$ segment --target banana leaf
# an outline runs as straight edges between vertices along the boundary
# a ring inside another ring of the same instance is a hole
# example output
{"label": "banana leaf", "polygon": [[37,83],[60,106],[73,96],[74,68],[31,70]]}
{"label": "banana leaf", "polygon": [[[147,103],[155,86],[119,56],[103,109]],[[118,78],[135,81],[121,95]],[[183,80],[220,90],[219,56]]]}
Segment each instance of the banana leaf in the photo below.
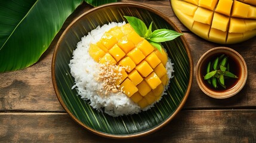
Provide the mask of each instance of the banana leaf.
{"label": "banana leaf", "polygon": [[[115,0],[85,0],[93,6]],[[0,73],[29,67],[83,0],[0,0]]]}
{"label": "banana leaf", "polygon": [[35,63],[82,0],[0,1],[0,72]]}
{"label": "banana leaf", "polygon": [[87,2],[88,4],[90,4],[94,7],[97,7],[100,5],[117,2],[117,0],[85,0],[85,2]]}

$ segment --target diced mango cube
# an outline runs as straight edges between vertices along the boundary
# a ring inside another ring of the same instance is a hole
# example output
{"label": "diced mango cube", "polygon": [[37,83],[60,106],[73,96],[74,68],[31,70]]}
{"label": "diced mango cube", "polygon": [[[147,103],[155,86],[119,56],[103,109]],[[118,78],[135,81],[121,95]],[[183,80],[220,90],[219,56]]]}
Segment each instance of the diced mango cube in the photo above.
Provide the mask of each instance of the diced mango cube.
{"label": "diced mango cube", "polygon": [[118,26],[110,29],[107,33],[111,34],[117,39],[120,39],[124,36],[123,32],[120,30],[120,27]]}
{"label": "diced mango cube", "polygon": [[131,25],[129,23],[127,23],[122,26],[121,26],[120,29],[125,35],[128,35],[129,33],[134,31],[132,27],[131,26]]}
{"label": "diced mango cube", "polygon": [[100,39],[100,42],[109,49],[118,42],[118,40],[110,33],[105,33]]}
{"label": "diced mango cube", "polygon": [[125,55],[125,53],[116,44],[109,49],[109,52],[118,62]]}
{"label": "diced mango cube", "polygon": [[120,85],[118,89],[129,97],[138,91],[136,86],[128,78]]}
{"label": "diced mango cube", "polygon": [[215,11],[230,16],[233,0],[219,0]]}
{"label": "diced mango cube", "polygon": [[167,70],[165,66],[164,66],[163,64],[161,63],[154,69],[154,72],[159,78],[161,78],[162,76],[166,74]]}
{"label": "diced mango cube", "polygon": [[251,4],[252,5],[256,5],[256,1],[255,0],[243,0],[244,3]]}
{"label": "diced mango cube", "polygon": [[229,33],[227,37],[227,42],[234,42],[243,37],[242,33]]}
{"label": "diced mango cube", "polygon": [[245,19],[245,23],[246,31],[256,29],[256,21],[255,20]]}
{"label": "diced mango cube", "polygon": [[98,42],[96,43],[97,46],[100,48],[101,49],[102,49],[104,52],[107,52],[109,50],[106,48],[104,45],[100,42]]}
{"label": "diced mango cube", "polygon": [[143,76],[147,76],[151,72],[153,72],[152,68],[146,61],[142,61],[136,67],[136,70]]}
{"label": "diced mango cube", "polygon": [[116,64],[116,61],[114,58],[111,56],[109,53],[106,54],[102,58],[100,58],[98,61],[100,64],[106,64],[109,63],[110,64]]}
{"label": "diced mango cube", "polygon": [[126,57],[125,58],[122,59],[119,64],[122,67],[125,68],[125,70],[127,72],[129,73],[131,71],[136,67],[136,64],[134,62],[131,60],[131,58],[129,57]]}
{"label": "diced mango cube", "polygon": [[246,27],[243,19],[231,18],[229,32],[243,33],[246,30]]}
{"label": "diced mango cube", "polygon": [[217,2],[218,0],[199,0],[199,6],[213,10],[215,7]]}
{"label": "diced mango cube", "polygon": [[138,92],[143,97],[151,91],[150,86],[144,80],[137,86],[137,88],[138,89]]}
{"label": "diced mango cube", "polygon": [[89,54],[94,61],[98,62],[100,58],[105,55],[105,52],[96,45],[91,44],[89,48]]}
{"label": "diced mango cube", "polygon": [[[215,13],[213,17],[212,28],[215,28],[223,32],[227,31],[229,22],[229,17]],[[224,38],[226,39],[226,38]]]}
{"label": "diced mango cube", "polygon": [[186,1],[189,3],[191,3],[192,4],[198,5],[198,1],[199,0],[184,0],[184,1]]}
{"label": "diced mango cube", "polygon": [[141,96],[138,92],[134,94],[131,97],[131,99],[135,103],[138,103],[142,98],[143,98],[143,97]]}
{"label": "diced mango cube", "polygon": [[165,74],[165,75],[164,75],[160,78],[160,80],[161,80],[161,82],[163,85],[166,86],[168,83],[169,79],[167,74]]}
{"label": "diced mango cube", "polygon": [[161,96],[164,91],[164,85],[162,84],[159,85],[155,89],[152,90],[155,96],[159,97]]}
{"label": "diced mango cube", "polygon": [[256,7],[250,5],[250,8],[249,8],[248,11],[248,15],[247,15],[247,17],[249,18],[256,19]]}
{"label": "diced mango cube", "polygon": [[145,56],[148,55],[154,51],[154,47],[147,41],[144,39],[137,46]]}
{"label": "diced mango cube", "polygon": [[226,43],[227,33],[227,32],[223,32],[216,29],[211,28],[210,33],[209,33],[209,38],[214,41]]}
{"label": "diced mango cube", "polygon": [[192,30],[194,30],[195,33],[197,33],[198,36],[205,39],[208,39],[210,28],[211,26],[208,24],[195,21],[192,27]]}
{"label": "diced mango cube", "polygon": [[117,68],[118,68],[116,70],[118,72],[117,74],[122,75],[121,79],[118,79],[116,81],[116,85],[119,85],[128,77],[128,74],[124,68],[119,66]]}
{"label": "diced mango cube", "polygon": [[193,20],[199,23],[210,25],[212,22],[212,11],[198,7],[195,13]]}
{"label": "diced mango cube", "polygon": [[145,78],[146,82],[152,89],[155,89],[162,82],[155,72],[152,72]]}
{"label": "diced mango cube", "polygon": [[142,80],[143,80],[143,78],[136,70],[133,70],[131,73],[129,73],[128,77],[135,85],[138,85],[138,83],[141,83]]}
{"label": "diced mango cube", "polygon": [[135,45],[138,45],[138,43],[144,39],[144,38],[140,36],[140,35],[138,35],[135,31],[132,31],[132,32],[128,34],[127,38],[129,39],[129,40],[131,41],[131,42],[132,42]]}
{"label": "diced mango cube", "polygon": [[167,57],[167,53],[165,51],[162,49],[162,53],[158,49],[155,50],[154,52],[158,56],[158,58],[161,61],[161,63],[164,66],[166,64],[167,61],[168,60]]}
{"label": "diced mango cube", "polygon": [[138,101],[138,105],[142,109],[149,105],[147,100],[145,98],[142,98],[142,100]]}
{"label": "diced mango cube", "polygon": [[149,105],[152,104],[155,101],[156,101],[156,97],[154,95],[154,94],[152,93],[152,92],[150,92],[147,95],[144,97],[146,100],[147,100],[147,104]]}
{"label": "diced mango cube", "polygon": [[134,48],[127,54],[134,63],[137,64],[145,58],[143,53],[138,48]]}
{"label": "diced mango cube", "polygon": [[127,36],[124,36],[122,39],[119,39],[118,43],[118,46],[119,46],[126,54],[134,48],[134,43],[129,40]]}
{"label": "diced mango cube", "polygon": [[151,67],[154,69],[158,66],[160,63],[161,63],[161,61],[159,60],[159,58],[156,55],[156,53],[152,52],[150,54],[149,54],[146,58],[145,61],[149,63],[149,65],[150,65]]}
{"label": "diced mango cube", "polygon": [[250,5],[242,2],[234,1],[232,16],[239,18],[246,18]]}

* **Required work**
From the items above, list every line that contains the word "photo". Case must match.

* **Response to this task**
Segment each instance of the banana leaf in the photo below.
Segment each instance of the diced mango cube in the photo above.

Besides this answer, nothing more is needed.